* Extrait du texte
Le rapport de la Commission béninoise des droits de l’Homme 2020-2021 semble un peu laconique sur cette préoccupation. Le sujet n’a-t-il pas suffisamment d’intérêt pour notre pays ?

 

Le sujet est d’un intérêt important pour le Bénin. L’accès à des services de santé reproductive de qualité, y compris à des soins obstétriques d’urgence appropriés, peut considérablement réduire le nombre de femmes qui meurent pendant ou après les accouchements et garantir une vie saine aux mères et à leurs enfants. L’éducation à la santé reproductive pour les adultes et les jeunes est également importante, car elle contribue à les sensibiliser notamment à la santé maternelle, au planning familial, aux conséquences de la violence sexuelle, aux mutilations génitales féminines, aux maladies sexuellement transmissibles et à la lutte contre le Vih. En gros, l’intérêt pour notre pays réside dans le bien-être de notre population et la Commission béninoise des droits de l’Homme en est consciente et œuvre au respect de ce droit.

* Données brutes
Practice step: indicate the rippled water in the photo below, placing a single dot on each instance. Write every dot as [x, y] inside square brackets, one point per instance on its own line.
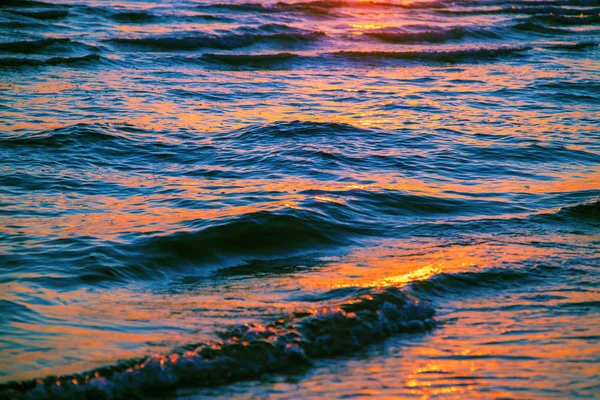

* Tâche 1
D'après le texte sur la santé reproductive au Bénin, qu'est-ce qui peut fortement réduire le nombre de femmes qui meurent pendant ou après l'accouchement ?
* Tâche 2
Écrivez la suite du texte sur la santé reproductive au Bénin.
Le matériel n'a aucun lien avec le texte.

* Réponse finale 1
L'accès à des services de santé reproductive de qualité, y compris à des soins obstétriques d'urgence appropriés.

* Réponse finale 2
Lorsqu’on sait que le milieu carcéral est exposé à toutes sortes d’infections, quelles actions pourrait-on envisager en matière de santé sexuelle en faveur des femmes détenues pour prévenir d’éventuels risques ?

 

La question de l’hygiène menstruelle et sexuelle des femmes détenues et même les conditions de leur incarcération nous interpellent. Selon un rapport de Unodc (United Nations Office on Drugs and Crime) en partenariat avec l’Organisation mondiale de la santé, il faut « mettre davantage l’accent sur les alternatives à l’incarcération et consentir beaucoup plus d’efforts pour évaluer et gérer les femmes sur leur lieu de résidence, plutôt que dans un établissement de détention, surtout si elles ont commis une infraction sans violence ou relativement mineure ».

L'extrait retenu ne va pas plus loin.